## Task
Reproduce the entire listing below verbatim, keeping every line and character unchanged.

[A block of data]
* * *
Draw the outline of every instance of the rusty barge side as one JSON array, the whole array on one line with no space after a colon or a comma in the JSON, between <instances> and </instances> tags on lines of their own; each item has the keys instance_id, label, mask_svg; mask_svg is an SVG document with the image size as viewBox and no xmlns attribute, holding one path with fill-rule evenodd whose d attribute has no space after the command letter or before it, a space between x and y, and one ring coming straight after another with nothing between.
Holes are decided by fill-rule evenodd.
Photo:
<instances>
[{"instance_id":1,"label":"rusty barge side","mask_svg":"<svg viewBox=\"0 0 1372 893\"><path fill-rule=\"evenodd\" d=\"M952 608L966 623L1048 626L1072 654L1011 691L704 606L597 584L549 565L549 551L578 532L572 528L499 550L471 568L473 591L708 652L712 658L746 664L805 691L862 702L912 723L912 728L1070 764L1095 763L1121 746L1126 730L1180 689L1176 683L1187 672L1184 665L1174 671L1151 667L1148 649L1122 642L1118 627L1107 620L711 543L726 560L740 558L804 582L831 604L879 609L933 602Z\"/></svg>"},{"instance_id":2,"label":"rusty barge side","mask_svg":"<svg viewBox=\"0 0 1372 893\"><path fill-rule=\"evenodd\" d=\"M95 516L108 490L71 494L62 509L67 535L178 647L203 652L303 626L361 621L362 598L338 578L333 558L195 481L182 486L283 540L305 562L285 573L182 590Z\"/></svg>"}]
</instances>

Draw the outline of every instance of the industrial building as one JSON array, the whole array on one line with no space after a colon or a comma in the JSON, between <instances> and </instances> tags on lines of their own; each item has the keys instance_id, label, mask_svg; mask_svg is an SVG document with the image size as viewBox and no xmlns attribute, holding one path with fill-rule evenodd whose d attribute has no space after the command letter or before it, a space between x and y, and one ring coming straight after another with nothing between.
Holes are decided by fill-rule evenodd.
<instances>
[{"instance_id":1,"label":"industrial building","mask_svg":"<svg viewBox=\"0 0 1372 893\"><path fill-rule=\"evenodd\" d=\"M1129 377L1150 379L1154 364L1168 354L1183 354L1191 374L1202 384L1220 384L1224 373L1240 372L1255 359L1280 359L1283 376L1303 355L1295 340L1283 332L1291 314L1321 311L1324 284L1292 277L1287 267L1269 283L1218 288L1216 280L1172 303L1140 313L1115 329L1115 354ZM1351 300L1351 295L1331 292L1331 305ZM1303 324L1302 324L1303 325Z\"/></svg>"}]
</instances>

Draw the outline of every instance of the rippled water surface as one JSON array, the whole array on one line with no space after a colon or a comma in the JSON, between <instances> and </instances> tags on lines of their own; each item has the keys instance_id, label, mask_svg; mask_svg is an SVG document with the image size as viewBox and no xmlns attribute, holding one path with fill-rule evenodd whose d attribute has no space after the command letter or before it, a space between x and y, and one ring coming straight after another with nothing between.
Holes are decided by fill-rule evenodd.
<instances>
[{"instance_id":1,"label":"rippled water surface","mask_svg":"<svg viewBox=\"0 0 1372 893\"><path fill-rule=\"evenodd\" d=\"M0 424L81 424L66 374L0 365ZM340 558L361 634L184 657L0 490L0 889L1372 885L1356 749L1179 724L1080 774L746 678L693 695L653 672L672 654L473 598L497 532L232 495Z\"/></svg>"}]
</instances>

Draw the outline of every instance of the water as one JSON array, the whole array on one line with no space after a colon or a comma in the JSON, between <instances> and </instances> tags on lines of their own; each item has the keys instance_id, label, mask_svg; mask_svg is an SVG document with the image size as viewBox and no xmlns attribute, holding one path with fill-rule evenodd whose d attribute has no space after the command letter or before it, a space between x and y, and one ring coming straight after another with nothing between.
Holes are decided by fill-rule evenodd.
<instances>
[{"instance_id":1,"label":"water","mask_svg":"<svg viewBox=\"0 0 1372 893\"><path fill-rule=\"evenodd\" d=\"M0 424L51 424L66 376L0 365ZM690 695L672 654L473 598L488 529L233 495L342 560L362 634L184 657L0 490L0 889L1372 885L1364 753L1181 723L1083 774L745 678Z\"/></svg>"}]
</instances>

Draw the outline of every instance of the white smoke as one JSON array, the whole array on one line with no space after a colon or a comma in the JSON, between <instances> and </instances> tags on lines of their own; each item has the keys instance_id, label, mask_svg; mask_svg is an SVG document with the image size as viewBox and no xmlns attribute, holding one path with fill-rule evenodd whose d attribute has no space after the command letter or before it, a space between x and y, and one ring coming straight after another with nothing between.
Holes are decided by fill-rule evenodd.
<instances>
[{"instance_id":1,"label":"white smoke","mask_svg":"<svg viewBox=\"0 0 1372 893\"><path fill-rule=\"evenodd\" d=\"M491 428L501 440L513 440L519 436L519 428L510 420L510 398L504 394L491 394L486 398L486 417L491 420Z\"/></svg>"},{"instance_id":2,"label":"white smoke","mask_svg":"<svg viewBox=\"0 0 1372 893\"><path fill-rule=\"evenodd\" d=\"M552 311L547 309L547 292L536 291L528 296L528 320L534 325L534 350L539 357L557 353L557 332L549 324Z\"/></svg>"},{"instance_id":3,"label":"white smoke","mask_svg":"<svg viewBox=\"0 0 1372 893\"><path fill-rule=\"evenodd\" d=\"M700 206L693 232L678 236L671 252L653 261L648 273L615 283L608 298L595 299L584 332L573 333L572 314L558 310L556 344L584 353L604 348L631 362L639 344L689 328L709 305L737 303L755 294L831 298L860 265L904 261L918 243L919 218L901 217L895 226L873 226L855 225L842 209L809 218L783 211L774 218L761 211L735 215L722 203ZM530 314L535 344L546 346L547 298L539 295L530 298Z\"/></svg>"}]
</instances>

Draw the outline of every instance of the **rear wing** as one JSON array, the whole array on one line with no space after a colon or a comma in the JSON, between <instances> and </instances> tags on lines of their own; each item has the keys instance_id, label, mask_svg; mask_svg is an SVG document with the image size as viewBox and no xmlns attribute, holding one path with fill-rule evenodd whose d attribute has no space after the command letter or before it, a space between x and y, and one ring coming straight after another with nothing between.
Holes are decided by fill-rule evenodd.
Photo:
* * *
## Response for this exercise
Draw the outline of every instance of the rusty barge side as one JSON array, the whole array on one line with no space after a colon or a comma in the JSON, between <instances> and </instances> tags on lines of their own; each item has the keys instance_id, label, mask_svg; mask_svg is an SVG document with the image size as viewBox and no xmlns attribute, holding one path with fill-rule evenodd whose d attribute has no space after the command letter or before it, a space between x and y, and one ring coming straight after another with nothing between.
Holes are decided by fill-rule evenodd.
Photo:
<instances>
[{"instance_id":1,"label":"rusty barge side","mask_svg":"<svg viewBox=\"0 0 1372 893\"><path fill-rule=\"evenodd\" d=\"M952 608L966 623L1048 626L1072 654L1011 691L704 606L597 584L549 565L549 551L578 532L572 528L499 550L471 568L473 591L708 652L712 658L746 664L805 691L862 702L912 723L912 728L1070 764L1095 763L1121 746L1126 730L1180 689L1176 683L1187 672L1184 665L1174 671L1151 667L1148 649L1122 642L1118 627L1107 620L711 543L726 560L740 558L804 582L831 604L879 609L933 602Z\"/></svg>"},{"instance_id":2,"label":"rusty barge side","mask_svg":"<svg viewBox=\"0 0 1372 893\"><path fill-rule=\"evenodd\" d=\"M95 516L108 490L71 494L62 509L67 535L178 647L203 652L303 626L361 621L362 598L338 578L333 558L195 481L182 486L283 540L305 562L285 573L182 590Z\"/></svg>"}]
</instances>

Draw the outline of every instance of the industrial building as one JSON array, the whole array on one line with no space after a colon or a comma in the JSON, between <instances> and </instances> tags on lines of their own; each item has the keys instance_id, label, mask_svg; mask_svg is an SVG document with the image size as viewBox and no xmlns attribute, holding one path with fill-rule evenodd whose d attribute has no space after the command letter or before it, a space between x and y, and one ring coming straight after another with nothing between.
Holes are decided by fill-rule evenodd.
<instances>
[{"instance_id":1,"label":"industrial building","mask_svg":"<svg viewBox=\"0 0 1372 893\"><path fill-rule=\"evenodd\" d=\"M1129 377L1150 379L1154 364L1168 354L1183 354L1191 374L1202 384L1220 384L1224 373L1240 372L1255 359L1280 359L1283 376L1303 355L1295 340L1283 332L1291 314L1321 311L1324 284L1292 277L1287 267L1269 283L1218 288L1216 280L1172 303L1140 313L1115 329L1115 354ZM1351 300L1351 295L1331 292L1331 305ZM1303 324L1302 324L1303 325Z\"/></svg>"}]
</instances>

Draw the outline of every instance of the rippled water surface as one JSON array, the whole array on one line with no space after a colon or a comma in the JSON, between <instances> and </instances> tags on lines of their own; each item has the keys instance_id, label, mask_svg; mask_svg is an SVG document with the image size as viewBox and no xmlns attribute, holding one path with fill-rule evenodd whose d attribute has no space after the command letter or before it, a space between x and y, and one ring coming straight after another with nothing between.
Holes are decided by fill-rule evenodd.
<instances>
[{"instance_id":1,"label":"rippled water surface","mask_svg":"<svg viewBox=\"0 0 1372 893\"><path fill-rule=\"evenodd\" d=\"M0 424L81 424L66 374L0 365ZM340 558L361 634L184 657L0 490L0 889L1372 885L1356 749L1179 724L1080 774L746 678L693 695L653 672L672 654L473 598L497 532L232 495Z\"/></svg>"}]
</instances>

Draw the outline of every instance of the water as one JSON array, the whole array on one line with no space after a colon or a comma in the JSON, between <instances> and </instances> tags on lines of their own; each item has the keys instance_id, label, mask_svg; mask_svg is an SVG document with the image size as viewBox and no xmlns attribute, holding one path with fill-rule evenodd whose d attribute has no space after the command letter or before it, a space between x and y, and one ring coming straight after another with nothing between.
Holes are decided by fill-rule evenodd.
<instances>
[{"instance_id":1,"label":"water","mask_svg":"<svg viewBox=\"0 0 1372 893\"><path fill-rule=\"evenodd\" d=\"M0 424L51 424L66 376L0 365ZM690 695L672 654L473 598L488 529L233 495L342 560L362 634L184 657L0 490L0 889L1372 885L1364 753L1181 723L1083 774L745 678Z\"/></svg>"}]
</instances>

Draw the outline of every instance of the white smoke as one JSON array, the whole array on one line with no space after a colon or a comma in the JSON, between <instances> and </instances> tags on lines of their own; each item has the keys instance_id, label, mask_svg; mask_svg is an SVG document with the image size as viewBox and no xmlns attribute, holding one path with fill-rule evenodd whose d attribute has no space after the command letter or before it, a space between x and y, and one ring coming straight after another with nothing between.
Holes are decided by fill-rule evenodd.
<instances>
[{"instance_id":1,"label":"white smoke","mask_svg":"<svg viewBox=\"0 0 1372 893\"><path fill-rule=\"evenodd\" d=\"M491 428L501 440L513 440L519 436L519 428L510 420L510 398L504 394L491 394L486 398L486 417L491 420Z\"/></svg>"},{"instance_id":2,"label":"white smoke","mask_svg":"<svg viewBox=\"0 0 1372 893\"><path fill-rule=\"evenodd\" d=\"M552 311L547 309L547 292L536 291L528 296L528 320L534 325L534 350L539 357L557 353L557 332L549 324Z\"/></svg>"},{"instance_id":3,"label":"white smoke","mask_svg":"<svg viewBox=\"0 0 1372 893\"><path fill-rule=\"evenodd\" d=\"M700 206L693 232L678 236L671 252L653 261L648 273L615 283L608 298L595 299L584 332L573 333L572 314L558 310L556 344L584 353L604 348L631 362L639 344L689 328L709 305L737 303L755 294L831 298L860 265L904 261L918 243L919 218L901 217L895 226L873 226L855 225L842 209L809 218L783 211L774 218L761 211L735 215L722 203ZM530 314L535 344L546 346L547 298L539 295L530 298Z\"/></svg>"}]
</instances>

Draw the outline of every instance of the **rear wing** as one JSON array, the whole array on one line with no space after a colon or a comma in the JSON, between <instances> and </instances> tags on lines of their own; each item has the keys instance_id, label, mask_svg; mask_svg is an SVG document with the image size as viewBox and no xmlns attribute, holding one path with fill-rule evenodd whose d attribute has no space after the command letter or before it, a space between x and y, and one ring coming straight after another with nothing between.
Holes are decided by fill-rule evenodd.
Photo:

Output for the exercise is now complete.